◆ Data entries
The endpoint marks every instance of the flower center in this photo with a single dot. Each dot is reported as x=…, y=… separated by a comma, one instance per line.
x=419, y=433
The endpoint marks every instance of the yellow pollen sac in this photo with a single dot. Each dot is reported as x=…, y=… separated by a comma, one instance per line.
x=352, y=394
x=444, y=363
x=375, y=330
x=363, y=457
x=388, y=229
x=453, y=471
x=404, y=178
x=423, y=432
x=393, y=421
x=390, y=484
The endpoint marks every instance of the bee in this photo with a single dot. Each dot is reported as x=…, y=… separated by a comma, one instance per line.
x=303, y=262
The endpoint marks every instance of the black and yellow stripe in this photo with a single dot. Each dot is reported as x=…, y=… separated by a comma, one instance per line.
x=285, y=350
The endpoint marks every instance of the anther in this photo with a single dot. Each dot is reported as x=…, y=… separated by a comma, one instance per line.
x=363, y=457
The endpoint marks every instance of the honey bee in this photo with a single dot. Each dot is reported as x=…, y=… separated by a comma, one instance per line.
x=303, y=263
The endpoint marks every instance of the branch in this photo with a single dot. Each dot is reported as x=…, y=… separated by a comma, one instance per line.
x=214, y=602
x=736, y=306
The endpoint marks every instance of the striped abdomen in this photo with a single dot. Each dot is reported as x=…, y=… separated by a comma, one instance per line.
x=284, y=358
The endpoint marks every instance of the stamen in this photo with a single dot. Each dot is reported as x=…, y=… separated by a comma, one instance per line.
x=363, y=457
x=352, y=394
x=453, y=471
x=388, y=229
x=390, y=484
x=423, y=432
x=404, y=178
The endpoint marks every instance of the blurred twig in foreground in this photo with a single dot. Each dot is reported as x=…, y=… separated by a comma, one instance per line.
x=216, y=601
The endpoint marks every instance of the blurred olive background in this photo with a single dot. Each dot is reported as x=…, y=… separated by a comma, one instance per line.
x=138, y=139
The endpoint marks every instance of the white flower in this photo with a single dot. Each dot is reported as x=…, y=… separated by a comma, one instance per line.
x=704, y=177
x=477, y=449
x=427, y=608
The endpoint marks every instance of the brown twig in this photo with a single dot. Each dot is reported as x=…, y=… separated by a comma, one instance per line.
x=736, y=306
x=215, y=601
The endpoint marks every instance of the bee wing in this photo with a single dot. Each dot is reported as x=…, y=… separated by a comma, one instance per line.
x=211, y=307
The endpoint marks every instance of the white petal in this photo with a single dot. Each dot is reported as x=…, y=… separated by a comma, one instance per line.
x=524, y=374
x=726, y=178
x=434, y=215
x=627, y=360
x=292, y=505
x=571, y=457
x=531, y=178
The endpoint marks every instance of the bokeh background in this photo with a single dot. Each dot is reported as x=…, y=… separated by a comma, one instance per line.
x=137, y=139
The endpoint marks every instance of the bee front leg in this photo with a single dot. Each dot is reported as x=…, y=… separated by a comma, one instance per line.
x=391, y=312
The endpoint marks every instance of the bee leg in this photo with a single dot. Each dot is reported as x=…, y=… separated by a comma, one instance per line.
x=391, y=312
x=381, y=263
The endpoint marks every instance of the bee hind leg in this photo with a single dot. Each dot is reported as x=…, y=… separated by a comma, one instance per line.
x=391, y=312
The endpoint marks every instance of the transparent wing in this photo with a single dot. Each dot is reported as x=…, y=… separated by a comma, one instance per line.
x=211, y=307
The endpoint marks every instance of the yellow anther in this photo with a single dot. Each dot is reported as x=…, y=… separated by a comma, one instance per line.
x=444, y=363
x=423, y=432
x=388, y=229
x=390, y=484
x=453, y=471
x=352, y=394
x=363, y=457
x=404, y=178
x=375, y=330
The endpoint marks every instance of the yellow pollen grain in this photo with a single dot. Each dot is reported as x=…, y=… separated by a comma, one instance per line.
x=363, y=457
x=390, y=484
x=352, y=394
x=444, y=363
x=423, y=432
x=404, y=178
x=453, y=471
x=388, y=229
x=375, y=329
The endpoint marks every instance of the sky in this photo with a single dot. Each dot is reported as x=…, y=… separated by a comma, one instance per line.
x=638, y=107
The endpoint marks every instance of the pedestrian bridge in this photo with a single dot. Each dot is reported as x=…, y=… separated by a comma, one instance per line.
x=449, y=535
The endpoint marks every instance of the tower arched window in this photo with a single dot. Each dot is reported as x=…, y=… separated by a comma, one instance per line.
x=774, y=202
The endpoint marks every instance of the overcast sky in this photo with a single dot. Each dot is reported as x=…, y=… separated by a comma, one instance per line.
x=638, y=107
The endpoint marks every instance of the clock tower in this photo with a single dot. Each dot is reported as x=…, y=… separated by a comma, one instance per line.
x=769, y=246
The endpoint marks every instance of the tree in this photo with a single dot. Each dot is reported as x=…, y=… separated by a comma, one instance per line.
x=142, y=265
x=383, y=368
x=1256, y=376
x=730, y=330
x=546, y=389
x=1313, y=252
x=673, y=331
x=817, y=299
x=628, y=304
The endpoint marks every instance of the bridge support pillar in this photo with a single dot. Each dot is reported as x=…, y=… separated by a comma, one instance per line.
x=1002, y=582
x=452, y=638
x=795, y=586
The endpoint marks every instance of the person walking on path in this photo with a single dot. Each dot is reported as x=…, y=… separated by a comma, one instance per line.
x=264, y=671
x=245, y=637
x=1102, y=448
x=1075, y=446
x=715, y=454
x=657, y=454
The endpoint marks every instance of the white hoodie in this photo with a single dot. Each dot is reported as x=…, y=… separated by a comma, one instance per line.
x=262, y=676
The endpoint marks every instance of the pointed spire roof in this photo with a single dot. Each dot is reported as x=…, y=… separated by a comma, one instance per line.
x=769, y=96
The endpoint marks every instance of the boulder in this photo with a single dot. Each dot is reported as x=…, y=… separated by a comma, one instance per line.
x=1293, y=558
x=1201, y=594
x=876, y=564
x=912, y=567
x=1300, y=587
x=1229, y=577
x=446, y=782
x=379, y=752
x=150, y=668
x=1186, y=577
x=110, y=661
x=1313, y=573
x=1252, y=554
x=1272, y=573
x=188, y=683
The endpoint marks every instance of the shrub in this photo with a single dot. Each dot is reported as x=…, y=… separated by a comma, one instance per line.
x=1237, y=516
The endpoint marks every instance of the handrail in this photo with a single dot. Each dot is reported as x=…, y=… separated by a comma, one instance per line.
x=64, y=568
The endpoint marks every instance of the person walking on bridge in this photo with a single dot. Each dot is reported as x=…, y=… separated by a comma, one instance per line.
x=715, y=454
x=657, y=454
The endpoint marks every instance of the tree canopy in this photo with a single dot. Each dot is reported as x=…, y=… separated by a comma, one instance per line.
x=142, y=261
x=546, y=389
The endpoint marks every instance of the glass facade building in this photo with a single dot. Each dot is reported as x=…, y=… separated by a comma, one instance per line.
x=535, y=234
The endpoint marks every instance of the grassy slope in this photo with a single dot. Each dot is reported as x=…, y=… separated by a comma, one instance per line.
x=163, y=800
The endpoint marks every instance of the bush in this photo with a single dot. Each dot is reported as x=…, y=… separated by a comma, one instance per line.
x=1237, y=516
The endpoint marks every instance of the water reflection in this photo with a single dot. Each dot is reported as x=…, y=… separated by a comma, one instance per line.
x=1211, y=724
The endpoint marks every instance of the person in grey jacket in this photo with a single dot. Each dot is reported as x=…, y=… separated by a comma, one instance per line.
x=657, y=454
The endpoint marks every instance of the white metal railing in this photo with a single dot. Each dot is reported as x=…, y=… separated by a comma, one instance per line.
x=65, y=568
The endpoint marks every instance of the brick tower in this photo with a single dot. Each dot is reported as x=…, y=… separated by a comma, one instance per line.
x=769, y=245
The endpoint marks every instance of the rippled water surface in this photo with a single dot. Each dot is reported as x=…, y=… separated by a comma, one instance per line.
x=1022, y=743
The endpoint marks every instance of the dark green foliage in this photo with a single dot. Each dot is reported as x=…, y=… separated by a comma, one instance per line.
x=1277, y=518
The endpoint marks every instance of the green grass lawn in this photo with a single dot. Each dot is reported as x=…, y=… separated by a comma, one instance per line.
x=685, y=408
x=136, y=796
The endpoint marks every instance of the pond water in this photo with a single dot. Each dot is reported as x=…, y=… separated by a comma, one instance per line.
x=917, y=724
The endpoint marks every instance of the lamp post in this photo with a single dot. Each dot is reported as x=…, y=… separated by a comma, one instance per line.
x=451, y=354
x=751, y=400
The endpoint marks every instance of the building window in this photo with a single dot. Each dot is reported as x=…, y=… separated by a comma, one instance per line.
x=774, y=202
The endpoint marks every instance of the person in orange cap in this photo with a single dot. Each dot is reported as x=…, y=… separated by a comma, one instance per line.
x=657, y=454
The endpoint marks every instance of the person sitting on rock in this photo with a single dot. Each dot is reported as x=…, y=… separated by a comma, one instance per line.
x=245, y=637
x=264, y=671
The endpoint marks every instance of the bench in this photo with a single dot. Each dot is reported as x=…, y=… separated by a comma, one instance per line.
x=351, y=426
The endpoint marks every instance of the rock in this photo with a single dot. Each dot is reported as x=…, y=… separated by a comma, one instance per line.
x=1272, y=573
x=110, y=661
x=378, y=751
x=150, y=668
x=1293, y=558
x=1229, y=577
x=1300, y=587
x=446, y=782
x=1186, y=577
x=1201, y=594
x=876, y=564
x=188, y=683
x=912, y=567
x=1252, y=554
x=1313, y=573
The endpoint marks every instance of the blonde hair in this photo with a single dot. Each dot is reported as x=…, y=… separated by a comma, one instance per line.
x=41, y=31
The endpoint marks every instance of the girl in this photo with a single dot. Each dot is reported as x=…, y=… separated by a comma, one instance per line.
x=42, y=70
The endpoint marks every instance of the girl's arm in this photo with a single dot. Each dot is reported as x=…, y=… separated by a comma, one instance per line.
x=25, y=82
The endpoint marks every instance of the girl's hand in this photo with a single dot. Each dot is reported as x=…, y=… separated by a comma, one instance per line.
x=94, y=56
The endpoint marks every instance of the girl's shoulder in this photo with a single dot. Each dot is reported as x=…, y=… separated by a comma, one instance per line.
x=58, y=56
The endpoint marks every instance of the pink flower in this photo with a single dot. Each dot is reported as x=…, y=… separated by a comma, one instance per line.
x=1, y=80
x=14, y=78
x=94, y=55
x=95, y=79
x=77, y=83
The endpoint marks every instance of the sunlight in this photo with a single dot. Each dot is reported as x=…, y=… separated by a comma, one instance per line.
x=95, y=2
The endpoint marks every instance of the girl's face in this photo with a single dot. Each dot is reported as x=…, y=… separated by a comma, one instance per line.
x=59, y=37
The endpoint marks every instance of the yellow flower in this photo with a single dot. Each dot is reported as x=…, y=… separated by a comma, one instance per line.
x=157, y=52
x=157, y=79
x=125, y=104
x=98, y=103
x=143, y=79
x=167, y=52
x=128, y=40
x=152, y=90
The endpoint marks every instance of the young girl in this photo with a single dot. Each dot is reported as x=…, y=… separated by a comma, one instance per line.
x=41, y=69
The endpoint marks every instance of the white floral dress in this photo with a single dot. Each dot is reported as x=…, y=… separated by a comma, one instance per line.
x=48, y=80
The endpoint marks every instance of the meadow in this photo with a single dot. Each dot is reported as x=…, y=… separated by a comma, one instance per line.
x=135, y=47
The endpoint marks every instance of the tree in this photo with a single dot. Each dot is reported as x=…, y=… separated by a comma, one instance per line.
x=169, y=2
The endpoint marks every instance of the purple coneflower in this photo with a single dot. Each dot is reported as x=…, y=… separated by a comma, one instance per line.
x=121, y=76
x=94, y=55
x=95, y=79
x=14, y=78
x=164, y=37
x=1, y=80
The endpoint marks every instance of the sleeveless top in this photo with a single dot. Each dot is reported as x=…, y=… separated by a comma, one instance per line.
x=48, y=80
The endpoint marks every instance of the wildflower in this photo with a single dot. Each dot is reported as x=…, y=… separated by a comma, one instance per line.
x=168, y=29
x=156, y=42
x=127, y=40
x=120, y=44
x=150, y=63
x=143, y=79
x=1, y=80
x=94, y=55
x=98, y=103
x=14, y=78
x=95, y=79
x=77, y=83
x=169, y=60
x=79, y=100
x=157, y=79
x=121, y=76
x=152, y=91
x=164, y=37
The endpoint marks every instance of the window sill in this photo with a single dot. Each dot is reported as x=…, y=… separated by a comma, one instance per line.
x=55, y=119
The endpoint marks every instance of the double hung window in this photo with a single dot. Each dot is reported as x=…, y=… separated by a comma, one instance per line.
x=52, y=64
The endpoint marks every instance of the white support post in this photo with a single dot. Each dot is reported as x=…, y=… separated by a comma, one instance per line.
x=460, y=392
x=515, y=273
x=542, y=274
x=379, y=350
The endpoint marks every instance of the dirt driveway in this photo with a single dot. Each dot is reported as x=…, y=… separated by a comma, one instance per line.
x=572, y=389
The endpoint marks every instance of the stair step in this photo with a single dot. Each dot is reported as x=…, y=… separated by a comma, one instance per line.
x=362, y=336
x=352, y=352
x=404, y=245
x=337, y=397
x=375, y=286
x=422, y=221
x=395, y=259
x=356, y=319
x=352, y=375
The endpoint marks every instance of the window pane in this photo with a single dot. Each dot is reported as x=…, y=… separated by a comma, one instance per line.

◆ The task
Copy the records again, starting at the line containing "The endpoint marks every instance of the stamen" and ending after the line containing "x=427, y=608". Keep every request line as it is, and multiply each x and y coordinate in the answers by 1.55, rounding to the nearest whole number with halves rounded up.

◆ Answer in full
The endpoint marks every instance of the stamen in this photo with a single dot. Each dot is reported as x=…, y=… separated by a comma, one instance per line.
x=563, y=708
x=546, y=611
x=702, y=730
x=601, y=355
x=605, y=750
x=656, y=670
x=626, y=276
The endpoint marks every instance of the blurred twig in foreground in this photo with a single dot. Each dot is reported as x=…, y=… separated by a comma, one instance per line.
x=335, y=932
The endpoint marks every instance of the blurred olive background in this photo with a single dot. Each dot is reported as x=…, y=… separated by a comma, one instance per line.
x=214, y=215
The endpoint marks every instance of the white flower in this photo with a single dot. Each dot is reported as x=…, y=… separated by a comma, one instance per line.
x=1091, y=274
x=739, y=696
x=662, y=942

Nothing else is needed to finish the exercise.